- **Texto apresentado**:
>>>>>
As decisões proferidas num Estado‑Membro por um tribunal cuja competência se funde numa convenção relativa a uma matéria especial são reconhecidas e executadas nos outros Estados‑Membros nos termos do presente regulamento.

Se uma convenção relativa a uma matéria especial, de que sejam partes o Estado‑Membro de origem e o Estado‑Membro requerido, estabelecer as condições para o reconhecimento e execução de decisões, tais condições devem ser respeitadas. Em qualquer caso, pode aplicar‑se o disposto no presente regulamento sobre reconhecimento e execução de decisões.»

III. Factos, tramitação processual nacional e questões prejudiciais

19.

A ACC Distribution UAB (a seguir «ACC Distribution»), cliente, e a Rhenus Logistics UAB (a seguir «Rhenus Logistics»), transportadora, celebraram um contrato de transporte de material informático dos Países Baixos para a Lituânia. Durante o transporte, parte das mercadorias foram furtadas.

20.

A cláusula 3 do contrato de transporte estipulava que «caso não seja possível solucionar os litígios e conflitos através de negociações entre as partes, estas devem ser ouvidas pelo órgão jurisdicional do domicílio legal da cliente». Tendo em conta que a sede da ACC Distribution (a cliente) está situada na Lituânia, as partes convencionaram a competência dos tribunais lituanos.

21.

Em 21 de abril de 2017, na sequência do furto, a Gjensidige, a companhia de seguros que tinha segurado as mercadorias, pagou uma indemnização à ACC Distribution no valor de 205108,89 euros.

22.

Em 3 de fevereiro de 2017, deu entrada no rechtbank Zeeland‑West‑Brabant (Tribunal de Primeira Instância de Zeeland‑West‑Brabant, Países Baixos, a seguir «Tribunal de Primeira Instância de Zeeland‑West‑Brabant») uma ação intentada, inter alia, pela Rhenus Logistics contra, entre outras, a ACC Distribution e a Gjensidige. Sob reserva de verificação pelo órgão jurisdicional de reenvio, resulta dos autos que a Rhenus Logistics se baseou na CMR (em cujo âmbito se enquadra o litígio), ao abrigo da qual o demandante pode intentar uma ação, nomeadamente, nos tribunais do país em cujo território o lugar de carregamento da mercadoria estiver situado ( 7 ).
<<<<<
- **Instrução**:
Transcreva do texto sobre o contrato de transporte o trecho que começa nas palavras "Se uma convenção" e termina depois de "mercadorias foram furtadas.". As linhas não têm relação com o texto sobre o contrato de transporte.

- **Listagem**:
>>>>>
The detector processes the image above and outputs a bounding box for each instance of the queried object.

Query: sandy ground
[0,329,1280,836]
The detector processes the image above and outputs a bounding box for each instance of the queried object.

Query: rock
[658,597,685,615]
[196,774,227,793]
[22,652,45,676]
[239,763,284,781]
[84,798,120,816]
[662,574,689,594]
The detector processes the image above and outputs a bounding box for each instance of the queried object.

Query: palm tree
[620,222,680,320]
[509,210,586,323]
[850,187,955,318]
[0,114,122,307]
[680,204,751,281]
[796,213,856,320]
<<<<<
- **Tarefa resolvida**:
Se uma convenção relativa a uma matéria especial, de que sejam partes o Estado‑Membro de origem e o Estado‑Membro requerido, estabelecer as condições para o reconhecimento e execução de decisões, tais condições devem ser respeitadas. Em qualquer caso, pode aplicar‑se o disposto no presente regulamento sobre reconhecimento e execução de decisões.»

III. Factos, tramitação processual nacional e questões prejudiciais

19.

A ACC Distribution UAB (a seguir «ACC Distribution»), cliente, e a Rhenus Logistics UAB (a seguir «Rhenus Logistics»), transportadora, celebraram um contrato de transporte de material informático dos Países Baixos para a Lituânia. Durante o transporte, parte das mercadorias foram furtadas.